# [THE EXERCISE]
Can you give back, word for word, the lines below from the one holding "the mushroom cross-section" through the last line, both ends included? Leave the pictures out.

# [DATASET EXCERPTS]
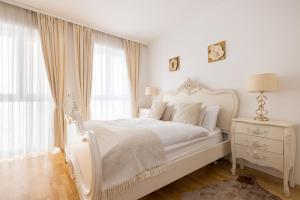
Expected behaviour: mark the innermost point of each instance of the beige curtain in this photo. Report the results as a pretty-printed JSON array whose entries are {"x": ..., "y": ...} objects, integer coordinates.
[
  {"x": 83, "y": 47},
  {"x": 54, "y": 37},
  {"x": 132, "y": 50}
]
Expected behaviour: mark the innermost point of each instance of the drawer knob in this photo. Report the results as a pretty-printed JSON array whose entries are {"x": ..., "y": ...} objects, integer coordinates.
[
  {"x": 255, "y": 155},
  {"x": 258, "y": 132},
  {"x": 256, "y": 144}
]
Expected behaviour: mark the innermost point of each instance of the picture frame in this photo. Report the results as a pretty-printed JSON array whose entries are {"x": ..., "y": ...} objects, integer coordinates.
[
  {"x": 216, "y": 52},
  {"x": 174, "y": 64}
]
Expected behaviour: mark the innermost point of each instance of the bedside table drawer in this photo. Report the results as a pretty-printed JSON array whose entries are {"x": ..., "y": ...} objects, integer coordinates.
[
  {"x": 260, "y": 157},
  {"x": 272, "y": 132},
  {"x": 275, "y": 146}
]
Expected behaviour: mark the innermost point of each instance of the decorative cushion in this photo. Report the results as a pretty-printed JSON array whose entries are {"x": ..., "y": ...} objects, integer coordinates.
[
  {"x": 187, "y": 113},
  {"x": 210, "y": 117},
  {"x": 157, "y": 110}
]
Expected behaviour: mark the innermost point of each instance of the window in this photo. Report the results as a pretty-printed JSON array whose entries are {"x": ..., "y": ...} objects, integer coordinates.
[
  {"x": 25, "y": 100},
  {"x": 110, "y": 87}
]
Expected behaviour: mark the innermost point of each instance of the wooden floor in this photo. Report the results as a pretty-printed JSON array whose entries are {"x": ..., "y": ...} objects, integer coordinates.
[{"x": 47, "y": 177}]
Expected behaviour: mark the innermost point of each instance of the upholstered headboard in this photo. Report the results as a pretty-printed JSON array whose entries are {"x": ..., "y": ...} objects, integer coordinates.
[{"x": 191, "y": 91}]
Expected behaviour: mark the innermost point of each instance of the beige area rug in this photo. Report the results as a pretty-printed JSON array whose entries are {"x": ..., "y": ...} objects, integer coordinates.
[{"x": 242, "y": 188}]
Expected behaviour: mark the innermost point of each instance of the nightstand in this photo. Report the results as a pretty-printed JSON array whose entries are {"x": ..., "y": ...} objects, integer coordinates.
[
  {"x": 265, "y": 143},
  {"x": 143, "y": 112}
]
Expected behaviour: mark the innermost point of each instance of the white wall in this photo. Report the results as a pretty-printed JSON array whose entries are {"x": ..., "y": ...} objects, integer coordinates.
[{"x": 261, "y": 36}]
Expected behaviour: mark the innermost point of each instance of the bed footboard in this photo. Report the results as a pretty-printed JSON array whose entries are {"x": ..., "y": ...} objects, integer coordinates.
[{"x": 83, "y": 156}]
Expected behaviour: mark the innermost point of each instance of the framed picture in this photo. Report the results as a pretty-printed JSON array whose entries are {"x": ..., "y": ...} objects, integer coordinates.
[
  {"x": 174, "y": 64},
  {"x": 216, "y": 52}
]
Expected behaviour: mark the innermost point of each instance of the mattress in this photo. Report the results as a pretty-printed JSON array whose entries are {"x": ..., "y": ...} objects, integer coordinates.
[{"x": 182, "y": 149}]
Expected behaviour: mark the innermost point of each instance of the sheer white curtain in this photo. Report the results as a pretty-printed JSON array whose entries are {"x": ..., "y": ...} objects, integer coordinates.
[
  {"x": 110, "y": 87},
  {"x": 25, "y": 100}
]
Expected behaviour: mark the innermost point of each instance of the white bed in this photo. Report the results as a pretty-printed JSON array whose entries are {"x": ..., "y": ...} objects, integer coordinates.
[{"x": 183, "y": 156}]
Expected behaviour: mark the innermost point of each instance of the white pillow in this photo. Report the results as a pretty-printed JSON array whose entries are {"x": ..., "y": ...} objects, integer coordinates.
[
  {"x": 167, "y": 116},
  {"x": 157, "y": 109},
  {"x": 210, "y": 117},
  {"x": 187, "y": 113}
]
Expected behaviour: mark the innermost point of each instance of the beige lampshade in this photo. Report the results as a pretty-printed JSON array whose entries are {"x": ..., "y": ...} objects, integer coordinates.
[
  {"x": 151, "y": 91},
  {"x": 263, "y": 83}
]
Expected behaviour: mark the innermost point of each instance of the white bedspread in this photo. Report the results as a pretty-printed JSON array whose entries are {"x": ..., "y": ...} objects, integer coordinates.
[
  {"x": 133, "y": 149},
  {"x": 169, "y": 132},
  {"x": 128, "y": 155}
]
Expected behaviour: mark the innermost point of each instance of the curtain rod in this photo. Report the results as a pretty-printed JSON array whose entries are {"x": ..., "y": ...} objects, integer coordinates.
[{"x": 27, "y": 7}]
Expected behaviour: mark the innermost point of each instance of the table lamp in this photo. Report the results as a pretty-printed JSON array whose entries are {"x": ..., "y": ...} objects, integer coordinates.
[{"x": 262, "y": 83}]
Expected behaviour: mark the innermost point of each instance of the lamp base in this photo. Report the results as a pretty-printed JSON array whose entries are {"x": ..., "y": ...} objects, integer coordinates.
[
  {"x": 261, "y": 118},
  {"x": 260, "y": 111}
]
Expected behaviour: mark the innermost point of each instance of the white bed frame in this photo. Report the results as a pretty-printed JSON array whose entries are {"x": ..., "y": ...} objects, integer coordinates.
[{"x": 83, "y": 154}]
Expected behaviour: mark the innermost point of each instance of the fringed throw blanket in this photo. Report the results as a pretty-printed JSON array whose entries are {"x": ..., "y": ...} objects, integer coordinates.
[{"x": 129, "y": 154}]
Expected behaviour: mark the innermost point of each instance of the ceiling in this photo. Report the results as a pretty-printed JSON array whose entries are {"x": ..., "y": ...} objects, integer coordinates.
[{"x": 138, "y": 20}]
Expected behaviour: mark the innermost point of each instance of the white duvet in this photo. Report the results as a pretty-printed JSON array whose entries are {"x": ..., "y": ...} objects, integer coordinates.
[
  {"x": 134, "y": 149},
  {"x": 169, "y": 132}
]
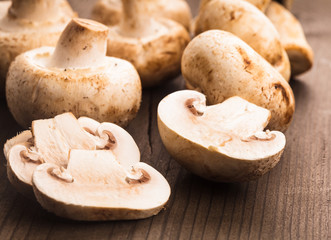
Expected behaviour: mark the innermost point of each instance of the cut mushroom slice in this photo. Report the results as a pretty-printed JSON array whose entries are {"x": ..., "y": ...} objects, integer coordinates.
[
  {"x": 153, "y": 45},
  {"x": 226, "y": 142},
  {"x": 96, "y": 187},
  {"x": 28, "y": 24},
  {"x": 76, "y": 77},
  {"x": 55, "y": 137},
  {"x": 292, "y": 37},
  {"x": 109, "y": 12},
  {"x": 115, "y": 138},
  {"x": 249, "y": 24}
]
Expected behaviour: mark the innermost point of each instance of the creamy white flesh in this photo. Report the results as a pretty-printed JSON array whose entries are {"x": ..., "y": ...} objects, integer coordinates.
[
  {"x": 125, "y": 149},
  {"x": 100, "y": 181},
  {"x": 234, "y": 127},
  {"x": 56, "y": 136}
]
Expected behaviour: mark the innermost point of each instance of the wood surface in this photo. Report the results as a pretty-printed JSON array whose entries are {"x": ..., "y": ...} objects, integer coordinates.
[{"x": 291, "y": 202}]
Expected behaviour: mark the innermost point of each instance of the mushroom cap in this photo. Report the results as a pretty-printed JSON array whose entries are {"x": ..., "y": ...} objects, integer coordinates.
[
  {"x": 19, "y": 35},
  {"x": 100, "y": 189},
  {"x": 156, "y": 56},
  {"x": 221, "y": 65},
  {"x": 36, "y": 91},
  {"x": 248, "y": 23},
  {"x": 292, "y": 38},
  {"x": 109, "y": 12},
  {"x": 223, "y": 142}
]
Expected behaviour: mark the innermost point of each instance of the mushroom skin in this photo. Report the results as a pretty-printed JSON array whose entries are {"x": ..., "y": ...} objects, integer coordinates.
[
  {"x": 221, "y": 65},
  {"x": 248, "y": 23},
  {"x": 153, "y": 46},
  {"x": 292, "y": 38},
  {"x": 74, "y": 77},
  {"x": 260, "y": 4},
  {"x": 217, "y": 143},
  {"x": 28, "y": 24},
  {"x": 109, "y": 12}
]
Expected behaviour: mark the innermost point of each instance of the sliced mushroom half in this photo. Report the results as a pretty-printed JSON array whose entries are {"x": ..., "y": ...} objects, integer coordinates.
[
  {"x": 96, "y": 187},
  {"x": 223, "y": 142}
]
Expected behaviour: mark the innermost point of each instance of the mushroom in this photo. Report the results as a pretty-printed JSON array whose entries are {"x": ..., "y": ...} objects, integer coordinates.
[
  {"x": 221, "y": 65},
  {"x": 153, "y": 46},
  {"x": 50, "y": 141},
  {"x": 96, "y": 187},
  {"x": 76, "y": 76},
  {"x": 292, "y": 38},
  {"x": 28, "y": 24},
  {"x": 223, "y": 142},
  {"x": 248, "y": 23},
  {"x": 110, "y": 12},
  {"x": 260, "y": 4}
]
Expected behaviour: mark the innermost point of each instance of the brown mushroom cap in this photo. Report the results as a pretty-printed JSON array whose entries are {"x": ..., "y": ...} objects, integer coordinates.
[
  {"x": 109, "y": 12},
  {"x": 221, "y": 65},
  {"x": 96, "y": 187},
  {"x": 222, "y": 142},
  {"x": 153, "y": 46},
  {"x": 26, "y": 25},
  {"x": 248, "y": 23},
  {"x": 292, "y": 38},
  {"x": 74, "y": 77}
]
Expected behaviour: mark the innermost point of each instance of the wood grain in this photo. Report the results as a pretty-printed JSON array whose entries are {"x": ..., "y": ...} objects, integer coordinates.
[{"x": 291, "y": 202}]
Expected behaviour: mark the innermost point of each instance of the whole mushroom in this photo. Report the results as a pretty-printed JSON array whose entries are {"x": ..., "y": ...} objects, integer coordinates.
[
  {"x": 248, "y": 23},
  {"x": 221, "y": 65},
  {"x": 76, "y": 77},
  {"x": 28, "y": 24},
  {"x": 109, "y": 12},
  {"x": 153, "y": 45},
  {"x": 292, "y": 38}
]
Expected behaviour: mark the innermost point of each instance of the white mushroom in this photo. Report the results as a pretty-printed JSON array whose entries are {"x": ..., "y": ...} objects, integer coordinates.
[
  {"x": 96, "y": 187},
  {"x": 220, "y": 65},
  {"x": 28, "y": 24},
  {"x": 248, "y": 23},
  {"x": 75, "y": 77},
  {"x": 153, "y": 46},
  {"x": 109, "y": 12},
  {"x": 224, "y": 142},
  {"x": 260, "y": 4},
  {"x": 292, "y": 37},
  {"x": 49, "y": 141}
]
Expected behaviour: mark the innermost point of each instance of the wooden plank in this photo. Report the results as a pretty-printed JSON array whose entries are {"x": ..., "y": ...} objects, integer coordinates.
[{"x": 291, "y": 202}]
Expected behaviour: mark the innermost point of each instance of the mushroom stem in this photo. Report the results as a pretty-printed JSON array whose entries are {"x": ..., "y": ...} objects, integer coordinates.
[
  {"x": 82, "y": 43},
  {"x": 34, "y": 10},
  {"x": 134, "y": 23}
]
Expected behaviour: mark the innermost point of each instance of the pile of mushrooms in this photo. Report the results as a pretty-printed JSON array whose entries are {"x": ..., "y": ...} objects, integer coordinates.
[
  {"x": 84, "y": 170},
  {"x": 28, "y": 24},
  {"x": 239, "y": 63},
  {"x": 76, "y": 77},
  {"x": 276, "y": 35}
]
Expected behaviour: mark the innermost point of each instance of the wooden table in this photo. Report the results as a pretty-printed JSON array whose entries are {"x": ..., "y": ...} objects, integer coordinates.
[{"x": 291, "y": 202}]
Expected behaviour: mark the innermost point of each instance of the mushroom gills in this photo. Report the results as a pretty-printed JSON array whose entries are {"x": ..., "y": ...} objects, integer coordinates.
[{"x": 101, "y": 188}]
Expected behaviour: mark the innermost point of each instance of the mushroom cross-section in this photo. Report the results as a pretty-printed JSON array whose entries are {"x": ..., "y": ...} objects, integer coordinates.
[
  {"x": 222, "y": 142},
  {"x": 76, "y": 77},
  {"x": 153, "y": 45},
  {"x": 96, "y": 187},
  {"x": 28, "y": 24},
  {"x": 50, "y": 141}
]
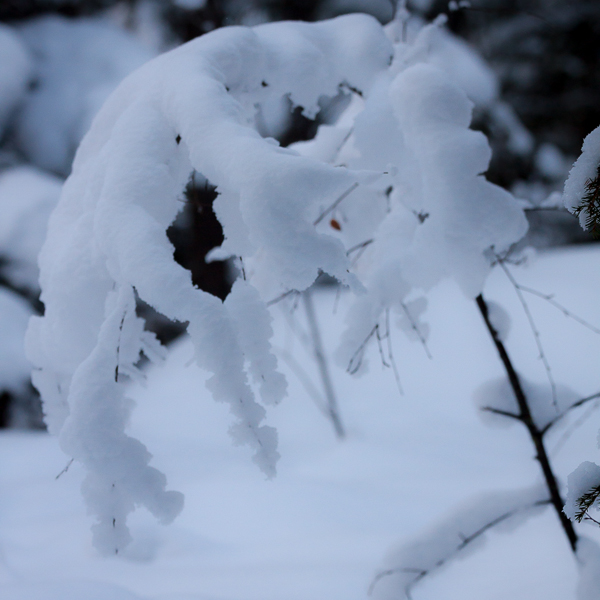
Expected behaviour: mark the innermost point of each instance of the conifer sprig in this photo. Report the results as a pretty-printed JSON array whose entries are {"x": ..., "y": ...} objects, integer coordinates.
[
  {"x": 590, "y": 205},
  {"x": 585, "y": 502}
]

# [WRITTEN SOLUTION]
Expected behaviour: mark the innermost point of each instance of the mushroom cross-section in this photo. Report the results as a pretty-printed JSON array whose entries are {"x": ..., "y": ...} objects, integer coordinates.
[
  {"x": 222, "y": 142},
  {"x": 76, "y": 77},
  {"x": 153, "y": 45},
  {"x": 96, "y": 187},
  {"x": 28, "y": 24},
  {"x": 50, "y": 141}
]
Expected behaviour: mark the innermost point of each instance of the conifer sprig in this photo. Report the results as a pretty-printed JSON array whose entries are {"x": ..., "y": ...} objects, integer coordinates.
[
  {"x": 590, "y": 205},
  {"x": 585, "y": 502}
]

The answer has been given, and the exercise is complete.